[Exercise]
All of the data should be restated word for word.

Saved data entries
....

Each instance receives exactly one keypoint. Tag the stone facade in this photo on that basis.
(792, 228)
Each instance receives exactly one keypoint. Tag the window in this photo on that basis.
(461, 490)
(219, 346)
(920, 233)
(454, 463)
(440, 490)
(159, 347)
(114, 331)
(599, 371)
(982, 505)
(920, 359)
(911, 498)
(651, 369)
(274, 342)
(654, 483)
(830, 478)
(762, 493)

....

[Your solution]
Each instance receives exactly one keypoint. Tag the stone facade in this photo on that basis.
(792, 228)
Each instance receives exactly one keypoint. Tag the window in this photo on that basis.
(461, 490)
(219, 346)
(920, 233)
(454, 463)
(440, 490)
(159, 347)
(114, 331)
(599, 371)
(982, 505)
(920, 359)
(911, 498)
(651, 369)
(274, 342)
(654, 483)
(830, 478)
(762, 493)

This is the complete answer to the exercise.